● DOCUMENT PASSAGE
------------------------------

For base 10 and the string "12abc":
Valid numeric part -> 12
First character after valid numeric part -> a

strtol() prototype [As of C++ 11 standard]

long int strtol(const char* str, char** end, int base);

The strtol() function takes string, a pointer to character and an integer value - base as its parameter, interprets the content of string as an integral number of the given base and returns a long int value.

This function is defined in <cstdlib> header file.


strtol() Parameters

  • str: A string having the representation of an integral number.
  • end: Reference to an already allocated object of type char*. The value of end is set by the function to the next character in str after the last valid character. This parameter can also be a null pointer, in which case it is not used.
  • base: The base of the integral value. The set of valid values for base is {0, 2, 3, …, 35, 36}.

strtol() Return value

The strtol() function returns:

  • a long int value (which is converted from the string).
  • 0 if no valid conversion could be performed.

Example 1: How strtol() works in C++?

#include <iostream>
#include <cstdlib>

using namespace std;

int main()
{
    int base = 10;
    char str[] = "27ab_1x";
    char *end; 
    long int num;
    
    num = strtol(str, &end, base);
    cout << "Number in  String = " << str << endl;
    cout << "Number in Long Int = " << num << endl;
    cout << "End String = " << end << endl << endl;
    
    // the pointer to invalid characters can be null
    strcpy(str, "27");
    cout << "Number in  String = " << str << endl;
    num = strtol(str, &end, base);
    cout << "Number in Long Int = " << num << endl;
    if (*end) {
        cout << end;
    } else {
        cout << "Null pointer";
    }
    return 0;
}

When you run the program, the output will be:

Number in  String = 27ab_1x
Number in Long Int = 27
End String = ab_1x

Number in  String = 27
Number in Long Int = 27
Null pointer

A valid integer value for strtol() function consists of:

  • An optional + or - sign.

------------------------------

● GIVEN INFORMATION
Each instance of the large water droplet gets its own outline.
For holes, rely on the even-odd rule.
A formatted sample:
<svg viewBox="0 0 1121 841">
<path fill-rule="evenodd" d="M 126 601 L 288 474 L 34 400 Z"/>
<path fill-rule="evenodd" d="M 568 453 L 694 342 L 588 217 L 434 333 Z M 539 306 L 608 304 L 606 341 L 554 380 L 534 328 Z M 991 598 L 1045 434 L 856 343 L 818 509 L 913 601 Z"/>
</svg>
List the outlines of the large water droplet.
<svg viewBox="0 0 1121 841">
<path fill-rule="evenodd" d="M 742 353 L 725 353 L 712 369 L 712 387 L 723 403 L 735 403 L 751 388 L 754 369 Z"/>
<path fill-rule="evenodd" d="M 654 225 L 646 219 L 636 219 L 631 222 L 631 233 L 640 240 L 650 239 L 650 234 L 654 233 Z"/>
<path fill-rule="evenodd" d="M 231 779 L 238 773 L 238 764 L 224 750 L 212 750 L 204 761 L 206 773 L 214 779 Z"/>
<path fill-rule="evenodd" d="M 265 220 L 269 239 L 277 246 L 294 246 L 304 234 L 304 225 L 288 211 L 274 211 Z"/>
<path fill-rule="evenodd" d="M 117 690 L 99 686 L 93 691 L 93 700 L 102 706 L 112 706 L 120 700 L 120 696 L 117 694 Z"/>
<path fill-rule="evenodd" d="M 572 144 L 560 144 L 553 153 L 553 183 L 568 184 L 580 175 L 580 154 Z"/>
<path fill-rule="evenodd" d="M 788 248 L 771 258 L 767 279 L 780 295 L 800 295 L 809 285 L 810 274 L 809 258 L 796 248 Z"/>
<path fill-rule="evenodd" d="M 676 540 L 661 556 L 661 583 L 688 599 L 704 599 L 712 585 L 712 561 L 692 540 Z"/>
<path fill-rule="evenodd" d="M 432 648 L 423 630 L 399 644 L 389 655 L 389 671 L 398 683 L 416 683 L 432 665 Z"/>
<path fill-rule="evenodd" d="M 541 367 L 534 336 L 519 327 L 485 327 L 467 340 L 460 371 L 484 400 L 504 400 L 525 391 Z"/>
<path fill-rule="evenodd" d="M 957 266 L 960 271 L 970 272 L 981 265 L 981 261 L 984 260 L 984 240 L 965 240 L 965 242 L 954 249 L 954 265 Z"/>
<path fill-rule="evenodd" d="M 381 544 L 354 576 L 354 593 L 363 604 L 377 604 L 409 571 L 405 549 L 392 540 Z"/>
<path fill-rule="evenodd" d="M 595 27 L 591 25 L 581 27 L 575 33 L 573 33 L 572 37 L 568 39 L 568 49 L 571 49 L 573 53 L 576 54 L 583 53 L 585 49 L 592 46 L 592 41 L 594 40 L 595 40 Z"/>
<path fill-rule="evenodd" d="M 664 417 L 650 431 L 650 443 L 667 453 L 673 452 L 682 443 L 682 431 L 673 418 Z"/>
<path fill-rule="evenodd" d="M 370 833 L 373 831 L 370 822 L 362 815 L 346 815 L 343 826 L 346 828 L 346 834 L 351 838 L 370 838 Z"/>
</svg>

------------------------------

● PROBLEMS TO SOLVE
A) In the strtol() reference, condense the paragraph beginning "The strtol() function takes string" into a short bulleted list that keeps its main facts.
B) Count the lines in the entries that contain the string "water". Case counts. Give only the number.

● OUTPUTS BY TASK
A)
- Parameters: a string, a pointer to character, and an integer base.
- Reads the string as an integral number in the given base.
- Returns a long int value.

B) 2